▶ Region pointing data
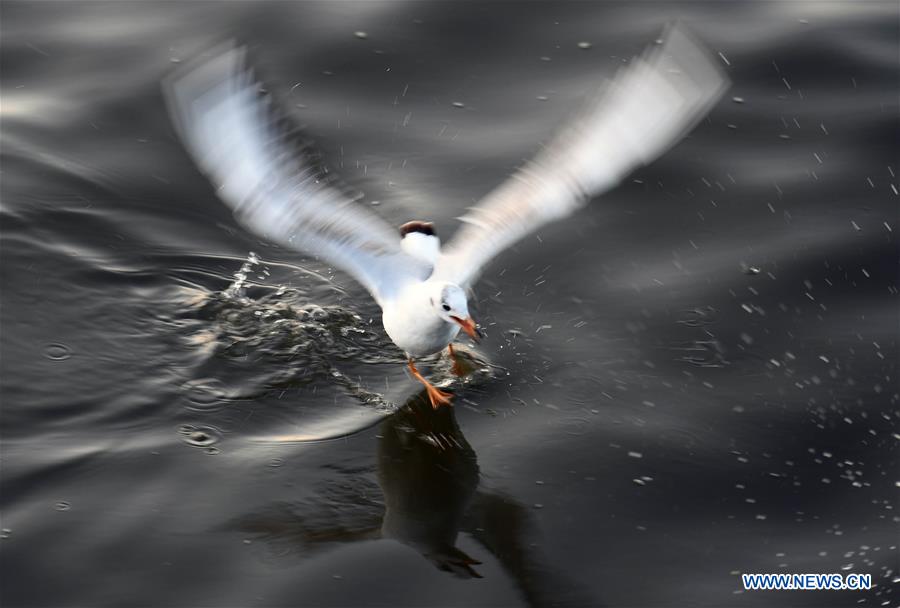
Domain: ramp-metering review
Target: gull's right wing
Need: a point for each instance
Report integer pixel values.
(646, 109)
(277, 188)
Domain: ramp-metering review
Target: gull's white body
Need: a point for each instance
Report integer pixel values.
(237, 137)
(411, 321)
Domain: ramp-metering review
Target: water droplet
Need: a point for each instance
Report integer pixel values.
(57, 352)
(208, 393)
(200, 436)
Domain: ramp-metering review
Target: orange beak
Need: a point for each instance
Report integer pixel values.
(468, 326)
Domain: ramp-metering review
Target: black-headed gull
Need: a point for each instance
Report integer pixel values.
(279, 190)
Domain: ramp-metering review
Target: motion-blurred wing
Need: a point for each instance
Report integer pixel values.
(277, 187)
(647, 108)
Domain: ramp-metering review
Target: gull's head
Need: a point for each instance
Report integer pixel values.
(451, 304)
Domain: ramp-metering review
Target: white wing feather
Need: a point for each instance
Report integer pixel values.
(647, 108)
(275, 187)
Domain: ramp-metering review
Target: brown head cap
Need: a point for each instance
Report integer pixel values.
(417, 226)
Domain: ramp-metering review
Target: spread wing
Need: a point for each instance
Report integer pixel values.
(647, 108)
(276, 186)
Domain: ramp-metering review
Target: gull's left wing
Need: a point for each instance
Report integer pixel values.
(276, 187)
(647, 108)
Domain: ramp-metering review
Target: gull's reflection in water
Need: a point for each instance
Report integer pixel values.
(424, 493)
(428, 473)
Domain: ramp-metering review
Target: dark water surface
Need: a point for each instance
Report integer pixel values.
(695, 377)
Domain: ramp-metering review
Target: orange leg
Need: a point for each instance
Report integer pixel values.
(435, 395)
(457, 368)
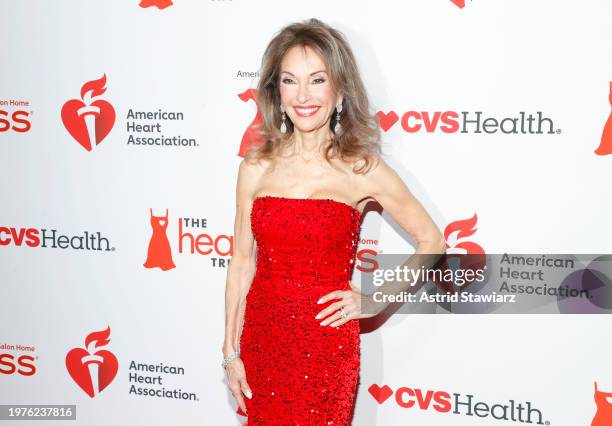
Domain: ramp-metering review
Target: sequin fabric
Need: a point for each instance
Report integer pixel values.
(300, 373)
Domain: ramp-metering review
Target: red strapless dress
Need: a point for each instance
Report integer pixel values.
(301, 373)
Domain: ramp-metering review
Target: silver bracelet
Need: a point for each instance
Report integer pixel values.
(230, 358)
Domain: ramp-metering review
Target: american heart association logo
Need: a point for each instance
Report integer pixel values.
(89, 120)
(93, 370)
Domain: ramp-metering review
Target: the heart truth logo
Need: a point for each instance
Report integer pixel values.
(92, 369)
(87, 120)
(251, 135)
(605, 146)
(603, 416)
(159, 254)
(160, 4)
(456, 403)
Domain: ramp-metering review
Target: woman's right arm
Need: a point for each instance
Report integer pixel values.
(240, 273)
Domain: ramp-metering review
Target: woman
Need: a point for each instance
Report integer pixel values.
(299, 201)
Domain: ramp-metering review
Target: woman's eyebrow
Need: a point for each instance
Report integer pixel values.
(312, 73)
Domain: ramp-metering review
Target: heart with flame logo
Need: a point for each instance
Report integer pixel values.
(78, 360)
(75, 111)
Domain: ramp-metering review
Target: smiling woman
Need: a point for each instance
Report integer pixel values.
(299, 202)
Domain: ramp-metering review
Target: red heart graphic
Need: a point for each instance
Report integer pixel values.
(80, 373)
(76, 126)
(459, 3)
(380, 394)
(386, 120)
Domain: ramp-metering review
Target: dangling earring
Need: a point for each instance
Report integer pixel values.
(283, 117)
(338, 127)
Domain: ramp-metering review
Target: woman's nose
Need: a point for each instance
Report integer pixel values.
(303, 93)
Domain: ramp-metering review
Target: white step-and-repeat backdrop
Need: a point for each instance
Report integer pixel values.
(121, 129)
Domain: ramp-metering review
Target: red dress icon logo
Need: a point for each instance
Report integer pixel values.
(87, 120)
(159, 254)
(603, 416)
(605, 147)
(251, 135)
(160, 4)
(93, 370)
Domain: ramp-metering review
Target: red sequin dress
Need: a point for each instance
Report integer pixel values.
(300, 373)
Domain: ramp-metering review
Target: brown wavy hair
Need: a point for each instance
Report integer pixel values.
(360, 134)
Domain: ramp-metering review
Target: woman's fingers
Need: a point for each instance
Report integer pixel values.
(336, 294)
(246, 389)
(330, 309)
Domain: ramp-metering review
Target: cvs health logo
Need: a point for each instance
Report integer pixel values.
(467, 122)
(160, 4)
(17, 120)
(443, 402)
(91, 368)
(89, 119)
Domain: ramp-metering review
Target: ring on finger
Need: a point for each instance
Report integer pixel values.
(343, 313)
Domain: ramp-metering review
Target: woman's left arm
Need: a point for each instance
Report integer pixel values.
(383, 184)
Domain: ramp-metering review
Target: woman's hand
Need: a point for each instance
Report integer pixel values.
(350, 300)
(236, 381)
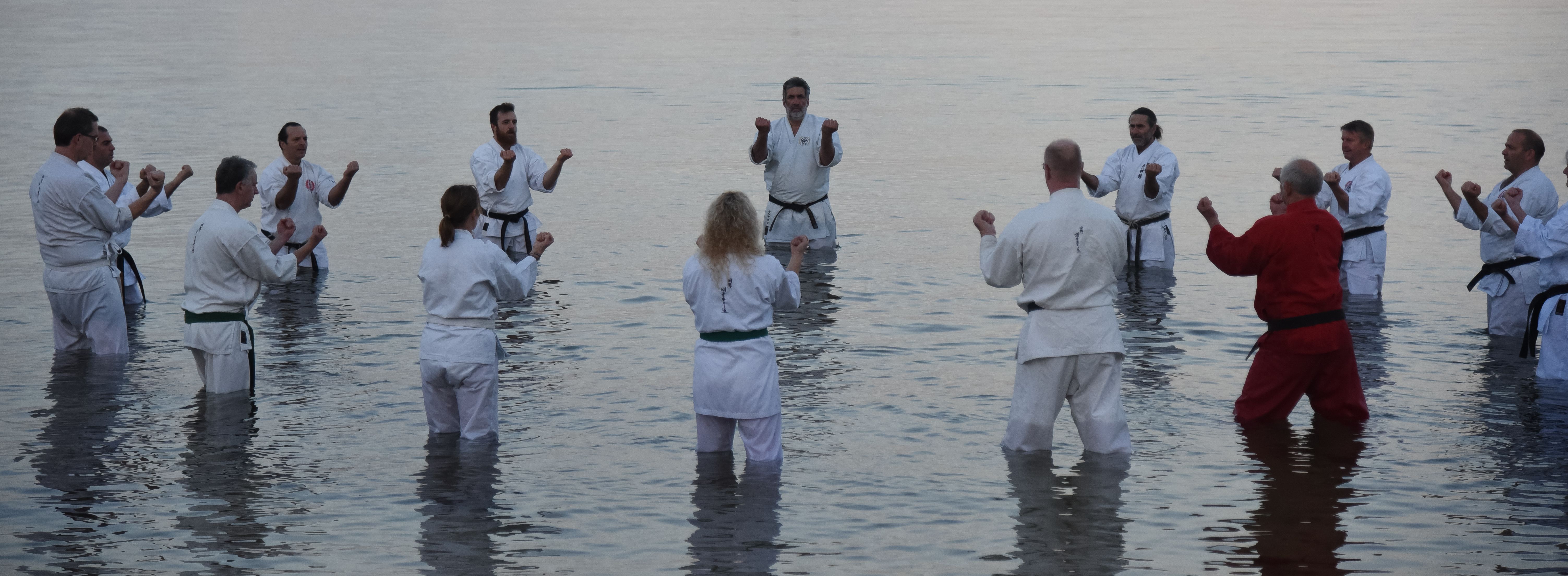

▶ DIRECTIONS
Every entry above is to be copied verbatim, with the pictures removed.

▶ SOLUTION FOR THIS EXERCISE
Domain: ramp-metering review
Target: gull's right wing
Need: a point for each instance
Report integer pixel values.
(646, 109)
(277, 188)
Domain: ramp-metering review
Target: gull's white body
Need: a point for each instance
Report integer pixel values.
(237, 137)
(411, 321)
Domain: ramp-metering review
Target: water droplet
Need: a point for each instance
Report integer pixel values.
(57, 352)
(208, 393)
(200, 436)
Domain: ramp-metering review
Target: orange beak
Need: a point for each instance
Report integer pixel values.
(468, 326)
Domain: ramp-metering review
Target: black-headed gull
Need: a point for each instance
Report integer pixel values.
(279, 190)
Domain: ramp-metering review
Target: motion-blurred wing
Need: a point for each instance
Report integer pixel values.
(277, 187)
(647, 108)
Domain: ramp-metering review
Target: gull's head
Need: a point for each instance
Report integer pixel values.
(451, 304)
Domain: ramp-metering review
Target: white wing feather
Need: a point for each instance
Report integer pixel values.
(647, 108)
(275, 187)
Domain: ramp-metering review
Target: brown head cap
Need: a point for each instance
Report integer pixel values.
(417, 226)
Domain: ramp-metering review
Target: spread wing
Need: a point for each instance
Report integer pixel values.
(647, 108)
(276, 186)
Domain: ramp-metering review
Target: gull's left wing
Need: a point for each instance
Report integer pixel values.
(276, 187)
(647, 108)
Domain: ramp-metering review
Target: gull's reflection in water
Need: a point for each instance
Report integer pixel values.
(424, 493)
(428, 473)
Domain: ramp-metering review
Target: dark water surface
Need: a point for each instance
Report integer pixel values.
(695, 377)
Domain: ramp-metering review
Target: orange leg
Need: a point for each instance
Report integer pixel values.
(435, 395)
(457, 368)
Domain: ramp-metering review
Target: sequin fabric
Need: a point for each instance
Report integer pixel values.
(300, 373)
Domain: ramp-metering review
Target: red strapless dress
Need: a point for each instance
Report integer pixel values.
(301, 373)
Domain: ramp-metering review
Target: silver bracelet
Need: a point for each instance
Report integer pixel values.
(230, 358)
Domain: ramp-metering review
Target: american heart association logo
Need: a point for each instance
Report integer pixel values.
(89, 120)
(93, 370)
Domain: ramp-metering review
Target: the heart truth logo
Need: a point for each instance
Report integer pixel values.
(92, 369)
(87, 120)
(251, 135)
(605, 146)
(603, 416)
(159, 254)
(160, 4)
(456, 403)
Domain: ramp-metering review
Target: woman's right arm
Need: a point for each instance
Report integer pixel values.
(240, 273)
Domain: ramp-metering review
Target: woman
Need: a point for each instance
Report integer pixel values.
(299, 201)
Domain: ramp-metering review
Target: woman's eyebrow
Need: a point for each instance
Report integer pixel values.
(312, 73)
Domain: ramp-metering review
Target: heart with flame logo
Need: a point for each instance
Report integer pixel values.
(78, 360)
(75, 111)
Domain: ramp-metering review
Target: smiling woman
Need: a point for each instance
Report integer pixel values.
(299, 202)
Domain: ramp-metering review
Target: red heart graphic
Need: a point for each instance
Report integer pixel values.
(80, 373)
(76, 126)
(459, 3)
(380, 394)
(386, 120)
Domain: ramp-metering review
Target: dangling earring
Need: a point for each instance
Report integer pixel values.
(283, 117)
(338, 127)
Domain: ramp-metering review
Target: woman's nose
Need: a point for each instance
Report integer pixel values.
(303, 93)
Domain: ramp-metering review
Target: white step-and-repeat backdrop
Need: a point for each instance
Report integer pixel values.
(121, 129)
Domain: ramp-metering review
Target: red dress icon logo
Need: a point for each instance
Report integer pixel values.
(87, 120)
(159, 254)
(603, 416)
(605, 147)
(251, 135)
(160, 4)
(93, 370)
Domain: ramp-metering review
Target: red sequin dress
Need: a point for each instance
Report integer pixel values.
(300, 373)
Domain: ramp-metering review
Target: brown wavy hair
Need: a point for each instance
Report integer pixel values.
(360, 134)
Domain: ramp-metering review
Target: woman's fingers
Need: a point for each instance
Report integer pixel values.
(336, 294)
(246, 389)
(330, 309)
Domain: ramp-metering review
Target: cvs health logo
Need: a point for each instance
Report integer pixel values.
(467, 122)
(160, 4)
(17, 120)
(443, 402)
(91, 368)
(89, 119)
Domain: ramp-metering review
Target: ring on finger
Need: a point for each instance
Report integer pixel values.
(343, 313)
Domain: ramp-metering review
Target: woman's left arm
Need: a point for each instance
Report integer pixel values.
(383, 184)
Domain: ramp-metering review
Target: woman's hand
Need: a point for each instance
Report integer pixel values.
(350, 300)
(236, 381)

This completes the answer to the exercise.